(TASK OBJECTIVE)
Retype all of the data. Every line must match exactly.

Records from a collection

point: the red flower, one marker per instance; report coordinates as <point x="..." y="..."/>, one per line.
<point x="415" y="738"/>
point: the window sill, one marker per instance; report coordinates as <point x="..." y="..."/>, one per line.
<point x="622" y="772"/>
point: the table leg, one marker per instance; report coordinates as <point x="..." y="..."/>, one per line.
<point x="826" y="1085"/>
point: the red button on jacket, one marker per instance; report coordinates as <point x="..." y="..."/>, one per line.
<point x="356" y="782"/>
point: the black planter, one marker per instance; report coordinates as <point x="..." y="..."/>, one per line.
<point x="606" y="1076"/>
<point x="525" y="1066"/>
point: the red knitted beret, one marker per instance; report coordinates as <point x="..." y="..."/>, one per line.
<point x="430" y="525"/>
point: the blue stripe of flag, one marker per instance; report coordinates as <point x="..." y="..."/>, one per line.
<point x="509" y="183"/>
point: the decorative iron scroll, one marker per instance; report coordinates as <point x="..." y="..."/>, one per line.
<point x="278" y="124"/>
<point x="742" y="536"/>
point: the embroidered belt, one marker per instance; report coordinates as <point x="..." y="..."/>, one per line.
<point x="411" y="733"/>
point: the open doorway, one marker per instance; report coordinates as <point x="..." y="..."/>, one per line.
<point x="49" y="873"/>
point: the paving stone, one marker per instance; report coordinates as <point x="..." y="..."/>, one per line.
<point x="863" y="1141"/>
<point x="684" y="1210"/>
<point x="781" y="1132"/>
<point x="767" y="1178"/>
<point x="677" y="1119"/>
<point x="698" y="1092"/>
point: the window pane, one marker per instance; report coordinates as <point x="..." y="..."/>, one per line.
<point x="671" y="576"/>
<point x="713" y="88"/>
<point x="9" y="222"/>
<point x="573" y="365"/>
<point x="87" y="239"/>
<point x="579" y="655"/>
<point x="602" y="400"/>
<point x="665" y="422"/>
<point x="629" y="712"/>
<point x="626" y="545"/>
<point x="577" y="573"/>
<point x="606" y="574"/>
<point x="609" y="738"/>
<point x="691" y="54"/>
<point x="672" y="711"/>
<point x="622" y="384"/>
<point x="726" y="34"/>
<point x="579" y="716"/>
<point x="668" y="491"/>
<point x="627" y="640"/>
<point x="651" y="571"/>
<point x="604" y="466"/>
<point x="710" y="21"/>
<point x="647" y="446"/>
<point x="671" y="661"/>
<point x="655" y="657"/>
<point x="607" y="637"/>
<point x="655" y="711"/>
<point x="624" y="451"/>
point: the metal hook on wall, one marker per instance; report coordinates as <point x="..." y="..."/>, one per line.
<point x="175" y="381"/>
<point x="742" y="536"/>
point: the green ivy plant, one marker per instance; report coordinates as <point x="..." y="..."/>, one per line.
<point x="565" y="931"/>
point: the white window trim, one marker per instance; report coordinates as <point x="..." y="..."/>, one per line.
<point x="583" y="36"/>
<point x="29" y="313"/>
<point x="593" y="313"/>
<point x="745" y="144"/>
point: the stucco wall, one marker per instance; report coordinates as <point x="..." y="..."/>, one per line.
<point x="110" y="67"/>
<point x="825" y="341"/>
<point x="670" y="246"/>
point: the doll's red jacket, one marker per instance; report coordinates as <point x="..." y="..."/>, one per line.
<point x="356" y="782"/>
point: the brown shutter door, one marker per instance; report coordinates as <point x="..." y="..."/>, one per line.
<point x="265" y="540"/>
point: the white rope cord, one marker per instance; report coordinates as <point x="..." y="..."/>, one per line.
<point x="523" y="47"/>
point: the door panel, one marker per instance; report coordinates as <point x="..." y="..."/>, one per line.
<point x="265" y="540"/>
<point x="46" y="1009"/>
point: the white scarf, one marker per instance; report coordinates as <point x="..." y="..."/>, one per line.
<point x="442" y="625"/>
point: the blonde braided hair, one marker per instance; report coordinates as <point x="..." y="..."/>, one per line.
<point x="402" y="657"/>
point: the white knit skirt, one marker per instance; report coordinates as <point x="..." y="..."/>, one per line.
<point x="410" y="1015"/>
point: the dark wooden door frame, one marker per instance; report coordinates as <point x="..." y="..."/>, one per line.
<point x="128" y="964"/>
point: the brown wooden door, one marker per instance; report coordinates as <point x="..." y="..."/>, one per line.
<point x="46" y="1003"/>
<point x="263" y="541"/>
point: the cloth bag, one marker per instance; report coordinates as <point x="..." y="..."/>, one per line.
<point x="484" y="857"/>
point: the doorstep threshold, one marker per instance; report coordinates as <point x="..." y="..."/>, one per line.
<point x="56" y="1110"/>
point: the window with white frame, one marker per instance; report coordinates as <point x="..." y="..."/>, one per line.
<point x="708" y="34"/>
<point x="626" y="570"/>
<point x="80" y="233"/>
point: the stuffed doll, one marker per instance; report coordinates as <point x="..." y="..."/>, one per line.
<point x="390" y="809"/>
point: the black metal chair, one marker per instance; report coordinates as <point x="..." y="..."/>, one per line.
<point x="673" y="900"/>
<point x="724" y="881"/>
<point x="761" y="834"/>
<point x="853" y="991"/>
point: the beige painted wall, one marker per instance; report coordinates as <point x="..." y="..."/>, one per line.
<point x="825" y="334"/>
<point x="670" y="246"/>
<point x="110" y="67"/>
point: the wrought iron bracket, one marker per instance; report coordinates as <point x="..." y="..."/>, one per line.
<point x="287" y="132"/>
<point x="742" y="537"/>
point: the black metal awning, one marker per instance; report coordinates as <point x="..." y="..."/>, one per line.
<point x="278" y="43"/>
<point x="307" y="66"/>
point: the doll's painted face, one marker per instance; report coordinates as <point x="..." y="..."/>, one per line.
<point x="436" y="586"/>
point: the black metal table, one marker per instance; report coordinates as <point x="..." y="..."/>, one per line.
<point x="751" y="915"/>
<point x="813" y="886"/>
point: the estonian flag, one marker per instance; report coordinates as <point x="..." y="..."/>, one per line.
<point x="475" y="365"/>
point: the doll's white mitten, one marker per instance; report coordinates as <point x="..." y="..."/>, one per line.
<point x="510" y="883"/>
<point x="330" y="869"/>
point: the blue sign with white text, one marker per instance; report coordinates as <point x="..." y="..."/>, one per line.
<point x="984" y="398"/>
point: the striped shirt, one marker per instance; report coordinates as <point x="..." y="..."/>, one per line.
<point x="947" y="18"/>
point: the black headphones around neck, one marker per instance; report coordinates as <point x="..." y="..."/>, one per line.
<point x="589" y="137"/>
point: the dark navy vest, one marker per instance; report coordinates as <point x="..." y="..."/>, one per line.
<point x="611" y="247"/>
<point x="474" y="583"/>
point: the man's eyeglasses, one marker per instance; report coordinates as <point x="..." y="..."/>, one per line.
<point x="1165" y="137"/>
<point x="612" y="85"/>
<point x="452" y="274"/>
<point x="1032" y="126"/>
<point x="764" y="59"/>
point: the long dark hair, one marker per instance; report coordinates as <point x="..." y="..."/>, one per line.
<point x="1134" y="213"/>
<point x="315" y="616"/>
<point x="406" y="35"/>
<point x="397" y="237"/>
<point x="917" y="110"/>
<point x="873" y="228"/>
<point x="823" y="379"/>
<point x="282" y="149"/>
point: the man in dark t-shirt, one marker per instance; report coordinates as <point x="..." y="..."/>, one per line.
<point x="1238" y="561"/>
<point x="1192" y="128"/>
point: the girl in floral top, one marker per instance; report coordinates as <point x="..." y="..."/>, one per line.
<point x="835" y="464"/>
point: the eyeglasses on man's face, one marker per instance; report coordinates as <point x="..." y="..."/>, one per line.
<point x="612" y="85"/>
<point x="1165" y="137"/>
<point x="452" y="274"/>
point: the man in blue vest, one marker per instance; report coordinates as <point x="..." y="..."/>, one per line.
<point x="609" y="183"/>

(CORRECT RESPONSE)
point: the red flower, one marker per instance; report coordinates as <point x="..." y="..."/>, one per line.
<point x="415" y="738"/>
point: the window sill, one marker per instance; report coordinates as <point x="..." y="..."/>, one per line.
<point x="622" y="772"/>
point: the table leg, one marker per instance; report coordinates as <point x="..." y="..."/>, one per line.
<point x="826" y="1085"/>
point: the red button on jacket, one marker per instance; report coordinates as <point x="..." y="..."/>, one per line.
<point x="356" y="782"/>
point: the black planter, one marker per instance; report coordinates as <point x="..." y="..."/>, one per line.
<point x="606" y="1076"/>
<point x="525" y="1066"/>
point: the red knitted beret, one marker per instance; report coordinates as <point x="..." y="..."/>, one per line.
<point x="430" y="525"/>
point: the blue stripe of flag, one marker per instance; report coordinates as <point x="..." y="..."/>, one per line.
<point x="509" y="183"/>
point: the decorative iron scroll, one marker per instance; report coordinates as <point x="..." y="..."/>, one per line.
<point x="278" y="124"/>
<point x="742" y="536"/>
point: the embroidered belt, one marker per instance; report coordinates as <point x="..." y="..."/>, one per line.
<point x="411" y="733"/>
point: the open doorway, one marker per instance; report coordinates as <point x="..." y="..."/>, one per line.
<point x="49" y="873"/>
point: the paving stone, one marker per instance; report coordinates as <point x="..." y="..."/>, one per line.
<point x="863" y="1141"/>
<point x="684" y="1210"/>
<point x="781" y="1132"/>
<point x="767" y="1178"/>
<point x="677" y="1119"/>
<point x="698" y="1092"/>
point: the window pane, one marker per instance; report coordinates as <point x="..." y="..."/>, one per line.
<point x="671" y="576"/>
<point x="713" y="88"/>
<point x="9" y="222"/>
<point x="573" y="365"/>
<point x="87" y="239"/>
<point x="579" y="655"/>
<point x="602" y="400"/>
<point x="665" y="422"/>
<point x="629" y="712"/>
<point x="626" y="545"/>
<point x="577" y="573"/>
<point x="606" y="574"/>
<point x="609" y="738"/>
<point x="691" y="54"/>
<point x="672" y="711"/>
<point x="622" y="384"/>
<point x="726" y="34"/>
<point x="579" y="716"/>
<point x="668" y="491"/>
<point x="627" y="640"/>
<point x="651" y="571"/>
<point x="604" y="466"/>
<point x="710" y="21"/>
<point x="647" y="446"/>
<point x="671" y="661"/>
<point x="655" y="657"/>
<point x="607" y="637"/>
<point x="655" y="711"/>
<point x="624" y="451"/>
point: the metal hook on wall, one marker per instance; report coordinates as <point x="..." y="..."/>, one per line.
<point x="175" y="381"/>
<point x="742" y="536"/>
point: the green ivy plant, one marker per instance; report coordinates as <point x="..." y="..."/>, one per line.
<point x="565" y="931"/>
point: the white window trim, one marker per instance; report coordinates as <point x="..." y="..."/>, one per line.
<point x="583" y="36"/>
<point x="29" y="313"/>
<point x="593" y="313"/>
<point x="745" y="144"/>
point: the stucco wall, one marker per instance; report coordinates as <point x="..." y="..."/>, one per line.
<point x="110" y="67"/>
<point x="825" y="341"/>
<point x="670" y="246"/>
point: the doll's red jacket, one marker per instance; report coordinates as <point x="..." y="..."/>, one per line.
<point x="356" y="782"/>
point: the brown shutter door, one marker per instance; report coordinates as <point x="..." y="..."/>, one per line.
<point x="265" y="540"/>
point: the white rope cord, one marker per instance; report coordinates as <point x="..." y="..."/>, one per line.
<point x="523" y="47"/>
point: the door panel, one marker per instance; report coordinates as <point x="..." y="..."/>, one per line.
<point x="265" y="540"/>
<point x="46" y="1009"/>
point: the white scarf, one marker per instance; report coordinates as <point x="..." y="..."/>, one per line.
<point x="442" y="625"/>
point: the blonde braided hair, one marker per instance; report coordinates as <point x="..." y="..."/>, one per line.
<point x="402" y="657"/>
point: the white knit skirt, one marker per instance; report coordinates as <point x="..." y="..."/>, one per line.
<point x="410" y="1015"/>
point: the dark wooden door frame, one marker per instance; report coordinates as <point x="..." y="..."/>, one per line.
<point x="128" y="964"/>
point: the brown wooden door, one marker per instance; report coordinates as <point x="..." y="..."/>, one per line.
<point x="46" y="1003"/>
<point x="263" y="541"/>
point: the cloth bag, one marker per instance; report coordinates as <point x="..." y="..."/>, one per line.
<point x="484" y="857"/>
point: the doorstep threshold, one marker per instance; report coordinates as <point x="..." y="..."/>, one per line.
<point x="56" y="1110"/>
point: the window with white frame, one marker per instance; report coordinates as <point x="..." y="..."/>, one per line.
<point x="708" y="34"/>
<point x="626" y="570"/>
<point x="80" y="233"/>
point: the stuffed doll, one marker per instance; report coordinates as <point x="..." y="..."/>, one per line.
<point x="390" y="809"/>
point: the black metal chair, one marker per instance; report coordinates as <point x="..." y="..."/>, one per line.
<point x="673" y="900"/>
<point x="724" y="881"/>
<point x="761" y="834"/>
<point x="853" y="991"/>
point: the beige painted wall, one marker per instance; report coordinates as <point x="..." y="..."/>, one per line.
<point x="825" y="334"/>
<point x="670" y="246"/>
<point x="110" y="67"/>
point: the wrought iron bracket, one marker per instance; report coordinates as <point x="..." y="..."/>, one per line.
<point x="287" y="132"/>
<point x="742" y="537"/>
point: the black metal awning, one marker per instance; report coordinates as <point x="..." y="..."/>, one per line.
<point x="278" y="43"/>
<point x="307" y="66"/>
point: the doll's painted face, one marker per instance; report coordinates as <point x="..." y="..."/>, one per line.
<point x="436" y="586"/>
point: the black metal table, one marker per instance; report coordinates as <point x="..." y="..."/>, one per line.
<point x="751" y="915"/>
<point x="813" y="886"/>
point: the estonian flag, one marker per instance; report coordinates as <point x="..." y="..."/>, one per line.
<point x="475" y="365"/>
point: the doll's white mitten, one marker per instance; report coordinates as <point x="..." y="..."/>, one per line.
<point x="510" y="883"/>
<point x="330" y="869"/>
point: the blue sign with white text, one marker per instance; report coordinates as <point x="..." y="..."/>, one per line.
<point x="984" y="398"/>
point: the striped shirt, one marker per instance; report coordinates as <point x="..." y="..."/>, one per line.
<point x="947" y="18"/>
point: the black headphones around neck, one marker per instance; report coordinates as <point x="..." y="..."/>, one per line.
<point x="589" y="137"/>
point: the dark navy vest, one marker per instance; report coordinates as <point x="..." y="..."/>, one per line.
<point x="611" y="247"/>
<point x="474" y="583"/>
point: the man's eyeglasses, one marker per instance; report coordinates as <point x="..." y="..."/>, one per line.
<point x="1165" y="137"/>
<point x="612" y="85"/>
<point x="452" y="274"/>
<point x="1032" y="126"/>
<point x="764" y="59"/>
point: the long dark hair, one marker per instance; report coordinates as <point x="..." y="..."/>, one per line.
<point x="1134" y="213"/>
<point x="315" y="616"/>
<point x="406" y="35"/>
<point x="397" y="237"/>
<point x="917" y="110"/>
<point x="873" y="228"/>
<point x="823" y="379"/>
<point x="282" y="149"/>
point: the man in dark t-shirt, one marker per instance; report coordinates as <point x="..." y="..."/>, one per line.
<point x="1238" y="561"/>
<point x="1192" y="128"/>
point: the girl in floral top, one marker per instance; report coordinates as <point x="..." y="..."/>, one per line.
<point x="835" y="464"/>
point: the eyeglasses on man's face, one marker per instance; report coordinates as <point x="..." y="..."/>, one per line.
<point x="612" y="85"/>
<point x="1165" y="137"/>
<point x="452" y="274"/>
point: the man in blue vest, one marker per instance; report coordinates as <point x="..." y="..."/>, one per line.
<point x="609" y="183"/>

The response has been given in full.